#### EXERCISE AIM:
Reproduce every one of the records below word for word, leaving out the pictures.

(Dataset entries)

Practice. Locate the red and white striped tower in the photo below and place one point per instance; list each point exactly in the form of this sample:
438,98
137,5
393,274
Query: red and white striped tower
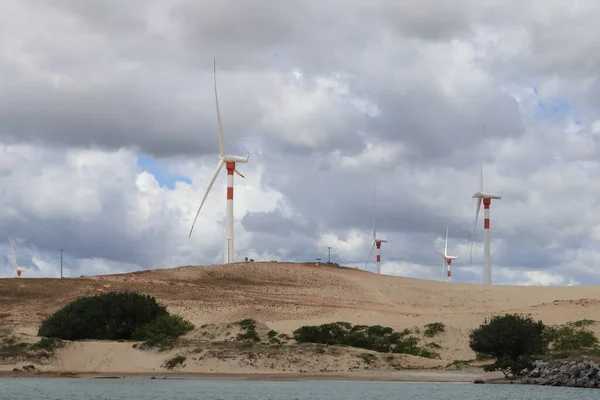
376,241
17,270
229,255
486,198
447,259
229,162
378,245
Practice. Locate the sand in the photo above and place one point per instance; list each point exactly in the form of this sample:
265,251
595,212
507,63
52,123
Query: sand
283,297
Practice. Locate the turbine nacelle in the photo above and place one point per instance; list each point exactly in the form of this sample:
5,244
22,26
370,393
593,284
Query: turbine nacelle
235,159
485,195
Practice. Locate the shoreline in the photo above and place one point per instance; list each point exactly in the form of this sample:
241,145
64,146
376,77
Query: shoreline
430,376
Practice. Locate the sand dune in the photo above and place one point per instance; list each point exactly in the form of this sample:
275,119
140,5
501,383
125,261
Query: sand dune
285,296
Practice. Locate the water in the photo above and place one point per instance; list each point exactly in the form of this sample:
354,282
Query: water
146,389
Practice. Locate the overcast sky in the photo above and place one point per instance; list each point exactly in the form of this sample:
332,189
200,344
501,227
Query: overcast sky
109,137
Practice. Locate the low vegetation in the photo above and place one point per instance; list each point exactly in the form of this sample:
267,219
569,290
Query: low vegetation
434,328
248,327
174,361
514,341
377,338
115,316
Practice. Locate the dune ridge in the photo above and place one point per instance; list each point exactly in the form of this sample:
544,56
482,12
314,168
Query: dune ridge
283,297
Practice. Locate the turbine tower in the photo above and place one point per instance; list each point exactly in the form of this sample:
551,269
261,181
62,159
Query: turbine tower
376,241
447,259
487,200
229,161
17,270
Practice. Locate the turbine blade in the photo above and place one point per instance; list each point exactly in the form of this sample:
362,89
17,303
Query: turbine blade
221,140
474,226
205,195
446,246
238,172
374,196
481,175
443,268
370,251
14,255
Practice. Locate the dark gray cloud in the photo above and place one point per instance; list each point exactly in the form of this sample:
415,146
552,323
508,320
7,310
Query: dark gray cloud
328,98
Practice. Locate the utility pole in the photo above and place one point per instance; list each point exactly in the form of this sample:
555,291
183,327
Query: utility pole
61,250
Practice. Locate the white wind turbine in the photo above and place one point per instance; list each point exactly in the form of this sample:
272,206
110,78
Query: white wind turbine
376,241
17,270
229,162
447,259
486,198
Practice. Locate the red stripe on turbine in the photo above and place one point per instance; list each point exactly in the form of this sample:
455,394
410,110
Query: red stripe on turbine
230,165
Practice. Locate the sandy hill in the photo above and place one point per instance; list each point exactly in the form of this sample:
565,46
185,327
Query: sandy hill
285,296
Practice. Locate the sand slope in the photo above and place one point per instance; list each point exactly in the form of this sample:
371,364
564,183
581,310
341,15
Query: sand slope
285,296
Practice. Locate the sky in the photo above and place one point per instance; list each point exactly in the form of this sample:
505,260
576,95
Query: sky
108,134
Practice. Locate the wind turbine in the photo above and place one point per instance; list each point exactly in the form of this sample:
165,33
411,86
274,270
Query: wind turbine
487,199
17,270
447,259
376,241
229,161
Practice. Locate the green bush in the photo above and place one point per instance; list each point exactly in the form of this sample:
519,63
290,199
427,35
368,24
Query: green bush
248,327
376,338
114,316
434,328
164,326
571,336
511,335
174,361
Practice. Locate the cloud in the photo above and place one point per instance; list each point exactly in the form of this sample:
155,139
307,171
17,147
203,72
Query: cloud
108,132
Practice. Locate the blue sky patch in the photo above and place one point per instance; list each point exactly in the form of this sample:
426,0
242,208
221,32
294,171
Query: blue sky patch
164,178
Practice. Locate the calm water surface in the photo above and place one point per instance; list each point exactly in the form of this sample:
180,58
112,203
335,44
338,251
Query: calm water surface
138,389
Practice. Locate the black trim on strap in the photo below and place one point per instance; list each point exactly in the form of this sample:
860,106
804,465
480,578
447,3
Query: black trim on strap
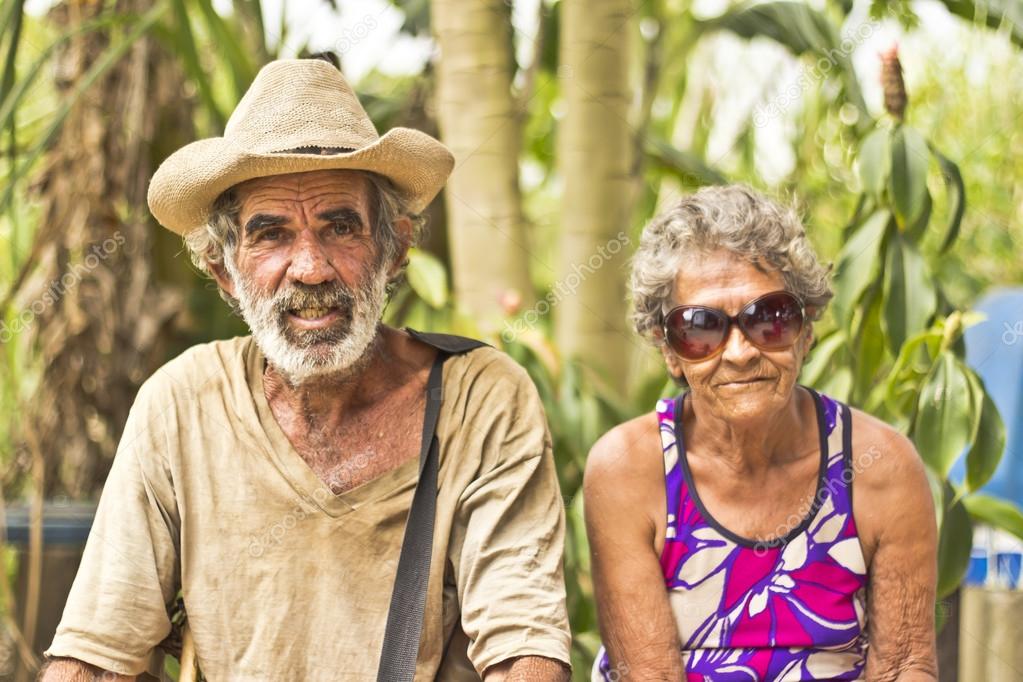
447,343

#### EXERCISE RESULT:
Practice. Locate the red and white striped tower in the photo below and place one point per instance; list each point exactly in the form of this sample:
438,98
137,5
393,274
Query: red and white striped tower
376,241
17,270
229,255
486,198
447,259
229,162
378,245
Practice. Locate the sand in the photo above and place one point per instance; list each point exactly in the form of this sample:
265,251
595,212
507,63
52,123
Query: sand
283,297
Practice. Locate the turbine nacelle in the photo above and place one point per instance; list each point exactly in the form of this sample:
5,244
22,26
370,393
593,284
Query: turbine nacelle
235,159
485,195
Practice. Locate the shoreline in the photo above and place one point per instance; list each point exactly in the form of this sample:
241,145
64,146
376,77
Query: shoreline
430,376
Practice. Locate the sand dune in the photo above and place one point per instance; list each point exactly in the form of this sample:
275,119
140,5
501,383
125,261
Query: sand dune
285,296
Practice. Locate the water in the photo above and place one point per instance; list each point exactly in the form of this sample:
354,282
Query: water
146,389
Practice. Locate the overcast sky in the photo above and place one point per instance; list each point exactly in the form of this sample:
332,189
200,344
501,227
Query: overcast sky
109,137
Practice. Locate the low vegetation in the photo above and place one point per instance; list each point exactly in the form of this sample:
267,219
569,290
Query: low vegetation
434,328
248,327
174,361
514,341
377,338
115,316
Practice. Locate the dune ridge in the photo above and place one point per instance; list each point exactly in the form of this sample:
544,56
482,12
314,168
Query: dune ridge
283,297
Practice. Locate the turbine tower in the photo above and place one point per instance; list each point exactly in the form of this sample:
551,269
261,181
62,159
Query: turbine tower
376,241
447,259
487,200
229,161
17,270
Practice. Locate the turbine blade in the photo above and place one point per instance; list each point exactly in the form of this sample:
362,89
17,303
Query: turbine blade
221,140
474,226
205,195
446,246
238,172
374,196
481,175
443,268
370,251
14,255
Practice. Locate the dark gray cloud in the photo above and place one point per instance; list each point exactly in the form of this sample:
415,146
552,323
508,320
7,310
Query: dark gray cloud
328,98
Practice. Locate the utility pole in the photo above and place one point per instance; list each point exactly in the form of this sample:
555,291
183,327
Query: utility pole
61,250
Practice. Locate the white wind turbine in the photo above and place one point per instance; list each point exactly in the form of this sample:
272,206
110,78
Query: white wind turbine
376,241
17,270
229,162
447,259
486,198
Practice. Locate the red stripe on turbine in the photo above and place one point per instance; list each point exactly in the form of this sample:
455,394
410,110
Query: red stripe on turbine
230,165
Practice. Locate the sandy hill in the photo above and place one point per instance; list each point exactly in the form of this sample:
565,46
185,327
Query: sandy hill
285,296
Practice. Locate the sand slope in the photo above and place one point per instance; list each point exactly in the form of this sample:
371,364
564,183
581,310
341,15
Query: sand slope
285,296
Practice. Locate the sky in the photo above and place one point per instance; list each point exactly in the form of this sample:
505,260
576,95
Query: sky
108,134
Practice. Locate the wind turbine in the photo above and place one point per instance; list each point exactly in the form of this sample:
165,33
411,86
274,270
Query: wind turbine
487,199
17,270
447,259
376,241
229,161
Practice. Locate the green bush in the photo above and place one point per instance; list each point exactly in the form of this sample:
519,63
290,199
427,35
368,24
Query: green bush
248,327
376,338
114,316
434,328
164,326
571,336
511,335
174,361
Practice. Locate the cloud in the photo above and place one point per instance; list each point exactly in the form of this sample:
155,139
307,171
17,147
203,72
Query: cloud
108,132
Practice. Locate the blue sky patch in the photo above and place one point per instance; list each point exactly in the form of this sample:
426,0
242,208
221,32
294,171
Query: blue sky patch
164,178
Practice. Locate the calm water surface in the photo above and place one point per instance; list each point exactly in the form of this sample:
180,58
112,203
335,44
338,251
Query: calm water surface
138,389
Practice. Locate the black trim on strap in the photo below and place one point per instance; list each point exactly in the form of this sample:
860,106
804,465
480,578
447,3
Query: black trim on strap
447,343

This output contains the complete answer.